• [WORK INSTRUCTIONS] In the material below, how many lines contain the word "clicks"? Reply with the number alone.
____________
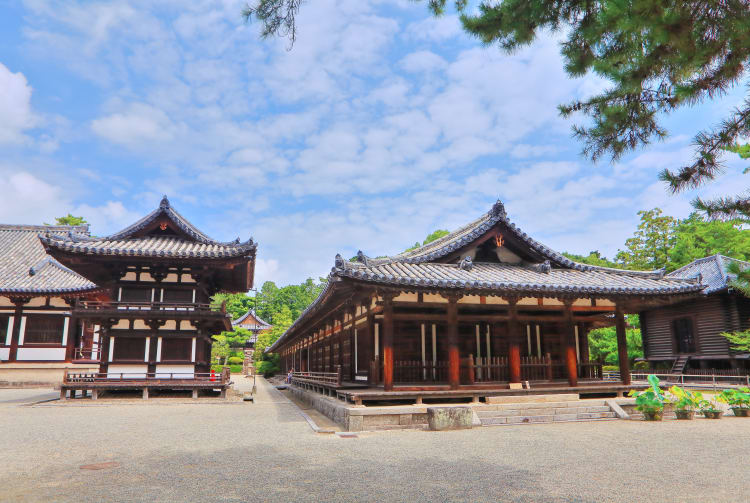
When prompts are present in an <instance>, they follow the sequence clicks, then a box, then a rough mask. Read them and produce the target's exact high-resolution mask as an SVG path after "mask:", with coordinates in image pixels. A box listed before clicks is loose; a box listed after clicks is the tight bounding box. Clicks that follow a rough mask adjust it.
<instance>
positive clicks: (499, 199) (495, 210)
mask: <svg viewBox="0 0 750 503" xmlns="http://www.w3.org/2000/svg"><path fill="white" fill-rule="evenodd" d="M490 213H491V214H492V216H494V217H500V218H507V217H508V214H507V213H506V212H505V205H504V204H503V202H502V201H501V200H500V199H498V200H497V201H495V204H493V205H492V210H490Z"/></svg>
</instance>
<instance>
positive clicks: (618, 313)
mask: <svg viewBox="0 0 750 503" xmlns="http://www.w3.org/2000/svg"><path fill="white" fill-rule="evenodd" d="M615 328H616V330H617V355H618V357H619V359H620V379H622V383H623V384H625V385H626V386H628V385H630V360H628V339H627V336H626V333H625V314H624V313H623V310H622V306H621V305H619V304H617V305H616V306H615Z"/></svg>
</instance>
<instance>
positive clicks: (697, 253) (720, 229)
mask: <svg viewBox="0 0 750 503" xmlns="http://www.w3.org/2000/svg"><path fill="white" fill-rule="evenodd" d="M716 253H720V254H722V255H726V256H728V257H733V258H736V259H740V260H750V232H748V231H747V229H745V228H744V226H743V222H741V221H739V220H731V221H719V220H706V219H705V218H703V217H702V216H701V215H700V214H698V213H693V214H692V215H690V216H689V217H688V218H686V219H683V220H680V221H679V222H678V223H677V225H676V226H675V228H674V233H673V237H672V242H671V249H670V251H669V265H668V266H667V269H669V270H674V269H677V268H679V267H682V266H684V265H686V264H689V263H690V262H692V261H693V260H696V259H699V258H703V257H708V256H710V255H714V254H716Z"/></svg>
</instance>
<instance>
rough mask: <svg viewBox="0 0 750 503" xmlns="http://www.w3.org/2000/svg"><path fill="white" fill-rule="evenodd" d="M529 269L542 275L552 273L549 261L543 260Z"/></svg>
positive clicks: (549, 261)
mask: <svg viewBox="0 0 750 503" xmlns="http://www.w3.org/2000/svg"><path fill="white" fill-rule="evenodd" d="M531 269H533V270H534V271H536V272H541V273H543V274H549V273H550V272H551V271H552V263H551V262H550V261H549V260H545V261H544V262H540V263H538V264H531Z"/></svg>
____________
• [ANSWER TO THE PROBLEM] 5